What you need to do
Put the lines of the records below into a numbered list, skipping any blank lines. Leave the pictures out of your list.

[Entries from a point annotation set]
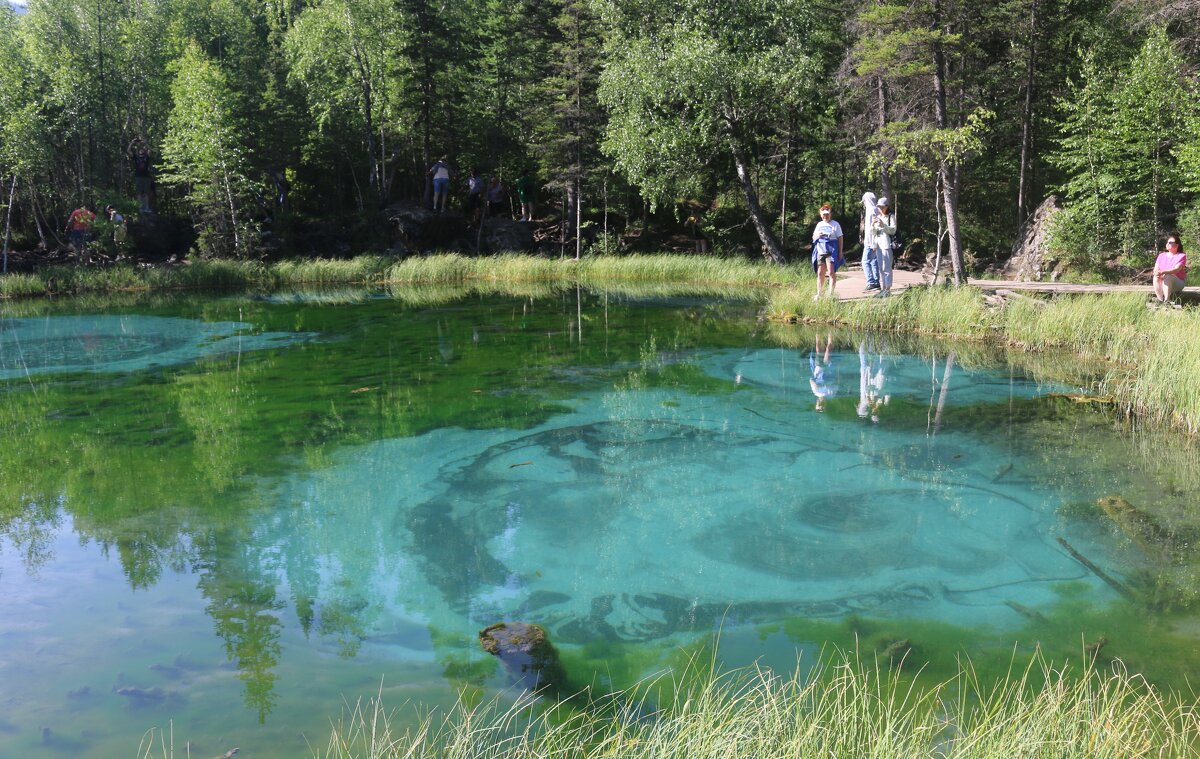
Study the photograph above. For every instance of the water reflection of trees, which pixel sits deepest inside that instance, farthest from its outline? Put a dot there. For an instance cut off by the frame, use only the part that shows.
(155, 467)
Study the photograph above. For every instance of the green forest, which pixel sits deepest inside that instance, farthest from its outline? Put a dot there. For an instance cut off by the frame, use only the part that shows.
(298, 127)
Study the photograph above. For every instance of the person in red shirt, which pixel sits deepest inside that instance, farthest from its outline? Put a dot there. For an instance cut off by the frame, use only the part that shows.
(79, 226)
(1170, 269)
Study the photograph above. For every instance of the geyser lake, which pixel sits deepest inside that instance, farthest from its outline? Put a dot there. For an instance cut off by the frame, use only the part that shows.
(233, 517)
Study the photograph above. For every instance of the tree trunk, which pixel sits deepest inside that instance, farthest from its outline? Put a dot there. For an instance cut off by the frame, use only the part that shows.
(881, 114)
(771, 249)
(948, 173)
(1023, 181)
(7, 222)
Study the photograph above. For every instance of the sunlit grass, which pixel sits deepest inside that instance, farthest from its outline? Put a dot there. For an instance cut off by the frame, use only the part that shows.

Exercise answer
1. Study the photograph above. For every instance of the water reflection of trees, which pixel sits deepest inside that instance, farthest from its outline? Put a dot there. For an instance cut off by the frame, use only the part that shows.
2. (155, 467)
3. Study the photograph above. For every instance of the green forest, which pixel sits deepest inside that instance, farthest from its outline? Put a dot there. For an instance cut off by the frame, use only the part that shows.
4. (298, 127)
5. Study the photograph above. For every instance of the person in red shirt, which pixel sits deepest inside that instance, farthest from its outline? Put a dot there. For an instance cut off by the frame, use only the part that shows.
6. (79, 226)
7. (1170, 269)
8. Study the photograph above. For every instance of the geyser lake, which pixel sits deepest inside that instance, farthest from its outline? Put a dot there. For an instance cut off by the frame, use only the part that shows.
9. (233, 517)
10. Study the photograph above. For every instance of the tree trunk, which pixel sits deepest inside that instance, farthest from its outline? Put a dot there. For an instance cut off by the frame, use only the part that shows.
11. (881, 114)
12. (771, 249)
13. (948, 173)
14. (1023, 181)
15. (7, 222)
16. Study the photograph above. For every instance of the sunlit grass, which pixel sits deepest inside that instance, farthest from its outline? Put a dot there. For an instance cut off by the frame, use only the part that shows.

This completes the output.